(Source records)
= = = = =
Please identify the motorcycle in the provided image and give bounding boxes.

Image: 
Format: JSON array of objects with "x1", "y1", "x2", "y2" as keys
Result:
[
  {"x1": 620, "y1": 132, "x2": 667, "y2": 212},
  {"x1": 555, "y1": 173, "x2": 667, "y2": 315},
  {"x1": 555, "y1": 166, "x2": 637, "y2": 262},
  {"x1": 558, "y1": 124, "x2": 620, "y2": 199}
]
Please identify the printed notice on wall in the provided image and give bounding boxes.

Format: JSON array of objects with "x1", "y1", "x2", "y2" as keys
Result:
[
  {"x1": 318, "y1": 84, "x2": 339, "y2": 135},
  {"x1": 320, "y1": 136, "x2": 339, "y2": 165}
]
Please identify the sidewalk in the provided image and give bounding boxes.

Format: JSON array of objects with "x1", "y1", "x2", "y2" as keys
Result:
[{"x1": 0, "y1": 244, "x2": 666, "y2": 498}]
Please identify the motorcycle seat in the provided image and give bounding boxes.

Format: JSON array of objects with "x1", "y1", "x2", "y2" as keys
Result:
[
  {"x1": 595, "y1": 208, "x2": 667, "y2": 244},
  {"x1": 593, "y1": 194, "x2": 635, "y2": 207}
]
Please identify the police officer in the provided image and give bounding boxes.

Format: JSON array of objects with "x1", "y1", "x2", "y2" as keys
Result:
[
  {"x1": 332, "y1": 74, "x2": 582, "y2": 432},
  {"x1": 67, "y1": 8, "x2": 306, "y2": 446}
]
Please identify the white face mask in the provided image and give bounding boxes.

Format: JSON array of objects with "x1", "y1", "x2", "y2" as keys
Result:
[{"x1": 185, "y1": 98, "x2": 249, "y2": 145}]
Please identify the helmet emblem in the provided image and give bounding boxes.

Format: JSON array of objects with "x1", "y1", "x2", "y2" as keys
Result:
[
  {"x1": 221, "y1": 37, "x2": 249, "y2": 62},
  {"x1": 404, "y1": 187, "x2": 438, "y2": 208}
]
= = = = =
# Exercise goal
Exactly as written, copy the lines from the one containing "Please identify the printed" to the end of the entries, both ends included.

# Expected output
Please identify the printed notice on wall in the provided image and give bounding boxes.

Format: JSON array of objects with "x1", "y1", "x2", "y2" as keys
Result:
[
  {"x1": 318, "y1": 84, "x2": 339, "y2": 135},
  {"x1": 320, "y1": 136, "x2": 339, "y2": 165}
]
Please identify the sidewalk in the provided image and give bounding boxes.

Format: JSON array of objects with "x1", "y1", "x2", "y2" as keys
Result:
[{"x1": 0, "y1": 244, "x2": 666, "y2": 498}]
Please identify the motorcycle seat in the provided image and give bounding boxes.

Format: JSON array of objects with "x1", "y1", "x2", "y2" as keys
Result:
[
  {"x1": 595, "y1": 208, "x2": 667, "y2": 244},
  {"x1": 593, "y1": 194, "x2": 635, "y2": 207}
]
Please identify the police officer in the provided image and give bounding boxes.

Format: JSON array of objects with "x1", "y1", "x2", "y2" as keys
Result:
[
  {"x1": 332, "y1": 74, "x2": 582, "y2": 432},
  {"x1": 67, "y1": 8, "x2": 306, "y2": 446}
]
Please identify the white face mask in the provided image and give bounding boxes.

Format: JSON array of objects with "x1", "y1", "x2", "y2" as keys
Result:
[{"x1": 185, "y1": 98, "x2": 249, "y2": 145}]
Please identify the helmet emblem in the provided image and give bounding boxes.

Format: JSON array of objects with "x1", "y1", "x2", "y2" as keys
Result:
[
  {"x1": 221, "y1": 37, "x2": 249, "y2": 62},
  {"x1": 404, "y1": 187, "x2": 438, "y2": 208}
]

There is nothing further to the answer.